• [EXERCISE INSTRUCTIONS]
**1.** Answer these questions from the Lesson 68 text.
(a) How long should the one longer practice period last?
(b) How often should the shorter practice be done?
(c) According to the commentary, to hold a grievance is to wish what on someone?
**2.** Repeat the section of the Lesson 68 text that opens with the words containing "To hold a grievance is to wish" and closes with "wish them dead.". Copy it word for word.

• [TEXT SHOWN]
######

LESSON 68
March 9
"Love holds no grievances."
PRACTICE SUMMARY
Longer: 1, 10-15 minutes.
- Search your mind for those you hold major grievances against.
- Then search your mind for those you hold seemingly minor grievances against.
- Resolve to see them all as friends. Say to each in turn: "I would see you as my friend, that I may remember you are part of me and come to know myself."
- For the remainder, think of yourself surrounded by safety, at peace in a world you love and that loves you, in which nothing can harm you.
- Conclude by saying: "Love holds no grievances. When I let all my grievances go I will know I am perfectly safe."
Remarks: You will realize you hold grievances against everyone. This has left you alone in your perception. You may think you cannot let these go, but you can if motivated. If you succeed today, you will never be without motivation again. For you will see how you would feel without grievances.
Shorter: several per hour.
Say: "Love holds no grievances. I would wake to my Self by laying all my grievances aside and wakening in Him."
Response To Temptation: Whenever you feel a grievance against anyone, quickly respond: "Love holds no grievances. Let me not betray my Self."
COMMENTARY
This lesson is a powerful teaching on the effect that holding grievances has on our minds and our thinking.
To hold a grievance is to wish harm on someone; it is, whether we think of it that way or not, to "dream of hatred" (2:5). Some of us--perhaps most of us--have, at times, literally dreamed of revenge on someone we perceive as a victimizer. We have, possibly, consciously wished someone were dead. Probably, however, we have repressed conscious awareness of such thoughts and have deliberately forgotten we had them. Yet even "minor" grievances are the same thing, just in milder form. To hold a grievance is to feel you have been wronged, and the victimizer deserves to be punished for his or her wrong-doing. To wish someone would "get what s/he deserves" is no less hatred than to wish them dead.

######

Pointing dataset records

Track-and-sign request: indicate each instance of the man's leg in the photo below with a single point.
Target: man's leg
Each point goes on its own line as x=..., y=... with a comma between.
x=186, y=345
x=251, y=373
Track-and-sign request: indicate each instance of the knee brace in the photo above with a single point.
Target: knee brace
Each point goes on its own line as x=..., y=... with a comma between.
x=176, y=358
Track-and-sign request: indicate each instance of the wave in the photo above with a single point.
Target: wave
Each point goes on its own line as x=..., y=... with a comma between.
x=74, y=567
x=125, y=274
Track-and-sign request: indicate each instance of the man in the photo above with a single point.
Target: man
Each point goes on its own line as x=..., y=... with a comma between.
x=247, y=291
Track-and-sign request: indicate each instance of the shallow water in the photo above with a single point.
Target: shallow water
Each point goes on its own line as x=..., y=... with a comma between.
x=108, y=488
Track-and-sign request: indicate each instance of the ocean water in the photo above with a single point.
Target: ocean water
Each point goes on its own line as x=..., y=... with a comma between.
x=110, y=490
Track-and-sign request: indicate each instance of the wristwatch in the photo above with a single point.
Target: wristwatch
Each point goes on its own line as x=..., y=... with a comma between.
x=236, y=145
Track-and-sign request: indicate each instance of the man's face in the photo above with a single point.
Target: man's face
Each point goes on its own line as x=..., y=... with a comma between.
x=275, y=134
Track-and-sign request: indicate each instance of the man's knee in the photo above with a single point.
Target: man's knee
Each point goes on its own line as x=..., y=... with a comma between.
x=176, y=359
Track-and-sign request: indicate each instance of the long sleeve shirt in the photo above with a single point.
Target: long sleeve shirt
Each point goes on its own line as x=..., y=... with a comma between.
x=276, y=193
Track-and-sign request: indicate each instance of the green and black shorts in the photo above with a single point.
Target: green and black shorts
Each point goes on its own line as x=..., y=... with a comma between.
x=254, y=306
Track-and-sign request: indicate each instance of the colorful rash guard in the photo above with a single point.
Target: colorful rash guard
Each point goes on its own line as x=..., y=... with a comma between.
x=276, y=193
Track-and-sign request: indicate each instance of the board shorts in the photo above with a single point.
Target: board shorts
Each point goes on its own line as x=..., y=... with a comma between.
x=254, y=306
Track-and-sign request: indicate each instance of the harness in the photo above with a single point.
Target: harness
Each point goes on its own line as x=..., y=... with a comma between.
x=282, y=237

######

• [TASK RESULTS]
**1.**
(a) 10-15 minutes
(b) Several times per hour
(c) Harm

**2.**
To hold a grievance is to wish harm on someone; it is, whether we think of it that way or not, to "dream of hatred" (2:5). Some of us--perhaps most of us--have, at times, literally dreamed of revenge on someone we perceive as a victimizer. We have, possibly, consciously wished someone were dead. Probably, however, we have repressed conscious awareness of such thoughts and have deliberately forgotten we had them. Yet even "minor" grievances are the same thing, just in milder form. To hold a grievance is to feel you have been wronged, and the victimizer deserves to be punished for his or her wrong-doing. To wish someone would "get what s/he deserves" is no less hatred than to wish them dead.